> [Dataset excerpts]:
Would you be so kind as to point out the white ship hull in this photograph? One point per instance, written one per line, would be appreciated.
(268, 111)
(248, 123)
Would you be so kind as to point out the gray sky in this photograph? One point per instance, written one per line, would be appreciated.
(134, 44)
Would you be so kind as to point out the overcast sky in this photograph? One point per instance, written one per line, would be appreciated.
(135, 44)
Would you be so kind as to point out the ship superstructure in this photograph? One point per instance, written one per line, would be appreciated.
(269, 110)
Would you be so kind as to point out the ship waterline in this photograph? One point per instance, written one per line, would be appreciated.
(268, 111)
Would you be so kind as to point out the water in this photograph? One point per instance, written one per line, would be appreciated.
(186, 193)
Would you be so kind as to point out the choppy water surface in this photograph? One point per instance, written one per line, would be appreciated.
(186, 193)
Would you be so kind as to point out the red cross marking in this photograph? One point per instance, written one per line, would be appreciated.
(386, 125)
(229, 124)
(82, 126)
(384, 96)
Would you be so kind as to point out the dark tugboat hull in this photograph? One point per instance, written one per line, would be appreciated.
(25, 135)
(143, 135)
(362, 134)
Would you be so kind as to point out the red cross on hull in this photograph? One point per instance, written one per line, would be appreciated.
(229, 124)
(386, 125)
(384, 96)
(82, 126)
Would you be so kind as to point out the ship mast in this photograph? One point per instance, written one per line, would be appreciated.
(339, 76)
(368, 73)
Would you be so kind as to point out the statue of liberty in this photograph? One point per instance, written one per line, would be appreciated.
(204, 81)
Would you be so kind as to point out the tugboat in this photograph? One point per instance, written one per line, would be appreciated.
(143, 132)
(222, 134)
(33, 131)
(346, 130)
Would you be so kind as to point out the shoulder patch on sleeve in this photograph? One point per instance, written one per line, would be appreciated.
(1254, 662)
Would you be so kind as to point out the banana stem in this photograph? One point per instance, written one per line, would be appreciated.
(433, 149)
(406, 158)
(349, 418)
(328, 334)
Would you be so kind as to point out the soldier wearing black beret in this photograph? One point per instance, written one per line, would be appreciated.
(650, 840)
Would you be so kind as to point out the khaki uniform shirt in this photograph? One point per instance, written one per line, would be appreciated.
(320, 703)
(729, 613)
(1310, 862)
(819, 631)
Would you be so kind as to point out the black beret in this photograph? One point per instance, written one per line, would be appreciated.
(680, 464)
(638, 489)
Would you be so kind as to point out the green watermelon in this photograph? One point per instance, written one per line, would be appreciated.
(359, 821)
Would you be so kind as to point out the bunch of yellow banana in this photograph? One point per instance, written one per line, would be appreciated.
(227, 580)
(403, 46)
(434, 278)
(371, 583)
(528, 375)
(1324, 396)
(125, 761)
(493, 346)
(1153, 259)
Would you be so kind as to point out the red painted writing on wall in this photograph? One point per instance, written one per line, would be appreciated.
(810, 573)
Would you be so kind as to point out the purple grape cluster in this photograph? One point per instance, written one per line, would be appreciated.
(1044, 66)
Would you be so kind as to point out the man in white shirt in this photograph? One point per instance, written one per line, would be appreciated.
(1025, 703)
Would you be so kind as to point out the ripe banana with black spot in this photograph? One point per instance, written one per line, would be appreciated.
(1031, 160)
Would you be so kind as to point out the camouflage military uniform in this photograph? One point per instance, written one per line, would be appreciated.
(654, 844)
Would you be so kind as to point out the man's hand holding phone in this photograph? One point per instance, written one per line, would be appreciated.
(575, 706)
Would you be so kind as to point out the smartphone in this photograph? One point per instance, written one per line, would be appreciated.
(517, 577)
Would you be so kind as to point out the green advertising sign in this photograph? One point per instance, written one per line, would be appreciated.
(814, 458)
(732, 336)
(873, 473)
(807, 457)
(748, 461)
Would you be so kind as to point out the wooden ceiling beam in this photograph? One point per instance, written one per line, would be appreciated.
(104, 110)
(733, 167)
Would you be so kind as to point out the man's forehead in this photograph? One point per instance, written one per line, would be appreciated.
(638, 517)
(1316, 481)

> [Task directions]: All of the data must be set down again exactly.

> [Output for this task]:
Would you be so kind as to point out the white ship hull in this photograph? One point per instance, written one per line, would be appreciated.
(268, 111)
(248, 123)
Would you be so kind as to point out the gray sky in this photograph? One point per instance, written one per line, would be appreciated.
(134, 44)
Would you be so kind as to point out the overcast sky in this photograph? One point per instance, written one per line, would be appreciated.
(135, 44)
Would you be so kind as to point out the ship superstructure in this photograph? One point per instance, written one per line, would be appreciated.
(269, 110)
Would you be so kind as to point out the ship waterline in this photograph? One point per instance, written one per line, would be appreciated.
(268, 111)
Would you be so kind as to point out the water in this photograph? One point per instance, written one per line, would be appreciated.
(186, 193)
Would you be so kind as to point out the choppy water surface in this photograph? One point per instance, written one per line, would be appreciated.
(186, 193)
Would you be so kind as to point out the red cross marking in this photograph? One point per instance, written one per line, would be appreciated.
(386, 125)
(229, 124)
(82, 126)
(384, 96)
Would you be so kind as to point out the dark tugboat hull in this photograph? One point per instance, written one per line, would be appreciated.
(25, 135)
(143, 135)
(362, 134)
Would you be so kind as to point out the red cross on hull in this photograph? One point per instance, written one per line, would be appreciated.
(229, 124)
(386, 125)
(384, 96)
(82, 126)
Would you be so kind as to point out the ship mast in this photograph? One point per instance, written one per line, would be appreciated.
(339, 76)
(368, 73)
Would you be so kind as to point out the statue of liberty in this photograph? One point per instance, written one per line, would be appreciated.
(204, 81)
Would you be so kind as to point out the tugboat in this photograph? One point per instance, written one per line, would be appreciated.
(143, 132)
(222, 134)
(33, 131)
(346, 130)
Would you be so kind as to point out the shoulder patch on sleeve in this photograph? One point per instance, written one per line, would be appreciated.
(1254, 662)
Would you be so kind as to point out the banana stem in this photograph? One point per instance, written one per line, would be appreciated.
(433, 149)
(406, 158)
(349, 418)
(328, 334)
Would you be so kind as to point out the soldier wearing black beret in this photograph? One point per instance, written one per line, would be appreciated.
(650, 840)
Would you be so kind as to point out the khaki uniform shirt in this photograph? One point per instance, written one per line, would be appreciated.
(320, 703)
(729, 613)
(1310, 862)
(819, 631)
Would you be so kind as to point out the black beret in this photograph? One point per instance, written one per line, would be appreciated.
(680, 464)
(638, 489)
Would you be so kind as to point out the green watermelon in this photograph? One point per instance, written one per line, would be appreciated.
(359, 821)
Would you be so kind as to point out the bunch of yellow banana in this photograph? One point per instance, written one per line, would be appreciated.
(227, 580)
(403, 46)
(434, 278)
(371, 583)
(528, 375)
(1324, 396)
(125, 761)
(493, 346)
(1153, 259)
Would you be so kind as to point out the red painted writing on wall in this photograph? One point per instance, written one per line, would be appreciated.
(810, 573)
Would you be so kind as to point out the purple grape cluster in this photograph? One point per instance, written one per line, would be appreciated.
(1044, 66)
Would you be so kind as to point out the man in white shirt in this photograph? One point per instance, written one per line, would be appreciated.
(1025, 703)
Would you be so kind as to point out the ripe banana with black spot in this photograph? One point per instance, written one per line, would be appreciated.
(1031, 160)
Would you be so kind as to point out the camouflage military uniform in this photograph? One point per instance, written one per line, would be appreciated.
(654, 844)
Would you be so kind as to point out the man's hand holding phone in this photograph? One point per instance, written one per line, would be appreciated.
(575, 706)
Would you be so kind as to point out the smartphone in this photograph? One point per instance, written one per line, would be appreciated.
(517, 577)
Would you be so kind as to point out the green advertising sign in this photograph? One point per instance, written one per line, would be appreciated.
(814, 458)
(732, 336)
(873, 473)
(807, 457)
(748, 461)
Would you be so kind as to point out the wooden ceiling beam in this photograph? One point per instance, written one per line, would be appreciated.
(104, 110)
(733, 167)
Would you be so kind as to point out the man's forehead in this photograph? One point per instance, written one per line, would be appreciated.
(638, 517)
(1316, 481)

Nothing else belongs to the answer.